● QUESTIONS
A. Answer these from the passage on pollutants and metabolic disease:
(i) Which compound is named as the most potent of the dioxins and furans?
(ii) What property causes these compounds to accumulate in adipose tissue?
(iii) Which receptor does TCDD bind to influence genes?
B. Condense the paragraph of the passage on pollutants and metabolic disease that begins "Epidemiologic research suggests" into a short bulleted list that keeps its main facts.
C. Pick up the passage on pollutants and metabolic disease after its final sentence and continue it in the same technical voice.

(PASSAGE SHOWN begins)

Epidemiologic research suggests that persistent organic pollutants (POPs) in the environment may contribute to the development of obesity and features of metabolic diseases, such as elevated triglyceride levels, glucose intolerance, and cardiovascular disease. POPs include dioxins and furans—with 2,3,7,8-tetrachlorodibenzo-p-dioxin (TCDD) being the most potent of these—and polychlorinated biphenyls (PCBs). Due to their lipophilic nature, these compounds accumulate in adipose (fat) tissue, the site of many endocrine and metabolic functions that are disrupted in metabolic diseases and obesity. A new study outlines a mechanism by which inflammation could play a central role in POP-associated metabolic disease [EHP 120(4):508–514; Kim et al.].
TCDD influences genes underlying various cellular processes by binding the aryl hydrocarbon receptor (AhR) and has been shown to stimulate production of enzymes involved in the metabolism of environmental agents. Other halogenated dioxins and furans, as well as coplanar PCBs, may trigger similar effects.

(PASSAGE SHOWN ends)
(DATA FOR REVIEW begins)

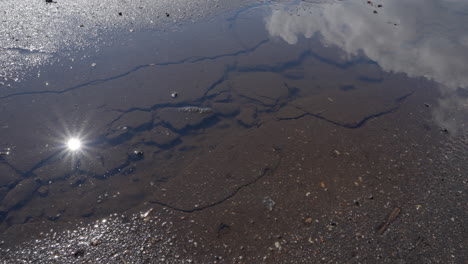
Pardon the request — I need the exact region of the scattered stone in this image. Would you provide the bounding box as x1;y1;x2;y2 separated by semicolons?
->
68;175;86;187
73;248;85;258
37;186;49;197
0;164;21;186
377;207;401;235
156;106;214;130
81;206;94;218
275;241;281;250
44;205;65;221
332;149;341;158
128;150;145;161
276;105;307;120
263;197;276;211
212;103;239;116
236;105;257;127
141;126;180;146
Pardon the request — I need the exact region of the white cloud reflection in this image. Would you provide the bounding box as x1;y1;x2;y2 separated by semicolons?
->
266;0;468;132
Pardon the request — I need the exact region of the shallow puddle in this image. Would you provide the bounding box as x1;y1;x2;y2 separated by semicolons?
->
0;0;468;263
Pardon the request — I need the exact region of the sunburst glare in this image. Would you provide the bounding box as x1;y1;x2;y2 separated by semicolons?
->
67;138;82;151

(DATA FOR REVIEW ends)

● SOLVED PROBLEMS
A.
(i) 2,3,7,8-tetrachlorodibenzo-p-dioxin (TCDD)
(ii) Their lipophilic nature
(iii) The aryl hydrocarbon receptor (AhR)

B.
- Epidemiologic research suggests persistent organic pollutants (POPs) may contribute to obesity and metabolic disease features such as elevated triglycerides, glucose intolerance, and cardiovascular disease.
- POPs include dioxins and furans (TCDD is the most potent) and polychlorinated biphenyls (PCBs).
- Being lipophilic, they accumulate in adipose tissue, which carries out many endocrine and metabolic functions disrupted in obesity and metabolic disease.
- A new study [EHP 120(4):508–514; Kim et al.] outlines how inflammation could play a central role in POP-associated metabolic disease.

C.
Inflammation, one of the processes affected by these chemicals, is a significant factor in many diseases. Chronic low-grade inflammation in adipose tissue alters its biological function, potentially leading to insulin resistance and other health problems.
In this study, researchers treated both immature precursor cells and mature adipocytes (fat cells) that developed from them with TCDD, dioxin-like PCB126, and non–dioxin-like PCB153. For the in vivo portion of the study, wild-type and AhR knockout mice were injected with a single dose of TCDD or corn oil (control).
Mouse adipose tissue was examined after treatment to determine the size of the adipocytes and the presence of macrophages (an indication of inflammation). Gene expression analysis determined the numbers and types of up- and downregulated genes in both cultured cells and adipose tissue, with those involved in inflammation being the most significantly upregulated. However, the PCB153-associated gene regulation pattern was unlike the patterns for PCB126 and TCDD, whose effects could be blocked by an AhR antagonist in vitro.
The inflammatory response was strongly induced in precursor cells and to a lesser degree in adipocytes, and this response was mediated through the AhR. The findings were confirmed in the rodent tissue and are congruent with epidemiologic studies. Caution is required in extending the findings to human health, however, because the rodent exposure regimen was dissimilar from typical human exposures. Nevertheless, this study highlights what may prove to be one of the major mechanisms by which POPs affect disease development.